━━ SELECTED EXCERPT ━━
Heller Ehrman – Victim of Mushroom Management Style?

I want to point out an excellent comment made by a Hellerite over at the Above The Law blog.  As I’ve said before, much of the name calling and finger pointing that some people feel must be done should be done over at ATL.  But this comment was an anamoly for ATL’s usual sophmoric and frathouse type comments.  After I read it, I realised it really should have been made here at Heller Highwater.  No matter – I am just glad the person had the courage and patience to put the demise of the S.S. Heller Ehrman in perspective and could craft a well-structured comment.  Read below and see if you agree.

And I appreciate the props the commenter gives Heller Ehrman support staff towards the end.  He/she points out what I call the mushroom method of management: mushrooms grow best when they are kept in the dark and you keep feeding them manure.  All I have to say to my fellow mushrooms is: “Cross over children. All are welcome. All welcome. Go into the Light”



I worked at Heller for well over 7 years. When I arrived at Heller they were on the top of the charts and I watched, sadly, as the firm slowly collapsed. This commentary is based on what I saw and experienced while being employed there. I worked in both an administrative capacity and as a general employee.


I have/had worked at law firms for nearly 15 years by the time I landed at Heller. I have worked at large law firms and small law firms and my previous employment at a satellite office of a large firm, though enjoyable, left me feeling like I was a small cog in a big machine. The managing partner did not know my name and the rumors of merging caused me to jump ship to Heller.

The early years:

My entrance into Heller at the initial outset was a good one. They were riding high and doing great business. My office (I was, again, in a satellite office), was the “jewel in the crown” and it was not uncommon for the shareholders and associates to bill well over 100% of their time. During this period of growth, the office I was in was able, due to its success, to allow Heller to expand in other cities and provide a cushion, if you will, for those offices that were having a slow time “ramping up.”
━━━
━━ MATERIAL PROVIDED ━━
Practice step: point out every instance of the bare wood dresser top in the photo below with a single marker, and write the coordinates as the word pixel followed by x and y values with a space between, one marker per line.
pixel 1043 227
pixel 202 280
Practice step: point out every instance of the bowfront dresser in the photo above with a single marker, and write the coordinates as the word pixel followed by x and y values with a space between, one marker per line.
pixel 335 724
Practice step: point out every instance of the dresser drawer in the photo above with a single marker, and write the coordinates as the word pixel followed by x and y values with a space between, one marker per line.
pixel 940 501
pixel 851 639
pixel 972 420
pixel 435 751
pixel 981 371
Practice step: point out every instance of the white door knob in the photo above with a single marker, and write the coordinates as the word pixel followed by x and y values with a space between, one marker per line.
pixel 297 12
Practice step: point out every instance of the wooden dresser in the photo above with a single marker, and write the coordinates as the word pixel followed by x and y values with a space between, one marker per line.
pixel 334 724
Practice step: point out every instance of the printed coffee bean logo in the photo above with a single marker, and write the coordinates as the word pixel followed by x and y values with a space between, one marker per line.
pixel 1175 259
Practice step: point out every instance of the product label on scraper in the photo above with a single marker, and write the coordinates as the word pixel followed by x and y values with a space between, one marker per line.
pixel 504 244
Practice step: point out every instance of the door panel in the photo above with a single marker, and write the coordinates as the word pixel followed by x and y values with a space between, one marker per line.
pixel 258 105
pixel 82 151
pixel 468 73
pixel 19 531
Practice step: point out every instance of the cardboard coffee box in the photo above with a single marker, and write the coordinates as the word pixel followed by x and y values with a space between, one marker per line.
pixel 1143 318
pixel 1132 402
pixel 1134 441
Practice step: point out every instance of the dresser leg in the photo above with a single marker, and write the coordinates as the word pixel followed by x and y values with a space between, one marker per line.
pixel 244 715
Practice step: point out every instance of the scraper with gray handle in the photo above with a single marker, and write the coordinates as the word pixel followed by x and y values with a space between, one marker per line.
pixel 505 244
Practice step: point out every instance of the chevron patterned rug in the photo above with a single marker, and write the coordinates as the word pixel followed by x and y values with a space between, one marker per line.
━━━
JOBS:
• a. Using the Heller Ehrman post, determine whether each statement agrees with it: (i) the commenter worked at Heller for well over 7 years; (ii) the commenter's previous job was at the main office of a large firm; (iii) in the commenter's office, shareholders and associates rarely billed over 100% of their time. For each statement, answer yes or no and quote the words of the post that decide it.
• b. Print verbatim the lines of the records from the line with "Practice step: point out every instance of the cardboard" to the line with "pixel 244 715", both included.

THE REPLIES:
• a.
(i) Yes: "I worked at Heller for well over 7 years."
(ii) No: "my previous employment at a satellite office of a large firm"
(iii) No: "it was not uncommon for the shareholders and associates to bill well over 100% of their time"

• b.
Practice step: point out every instance of the cardboard coffee box in the photo above with a single marker, and write the coordinates as the word pixel followed by x and y values with a space between, one marker per line.
pixel 1143 318
pixel 1132 402
pixel 1134 441
Practice step: point out every instance of the dresser leg in the photo above with a single marker, and write the coordinates as the word pixel followed by x and y values with a space between, one marker per line.
pixel 244 715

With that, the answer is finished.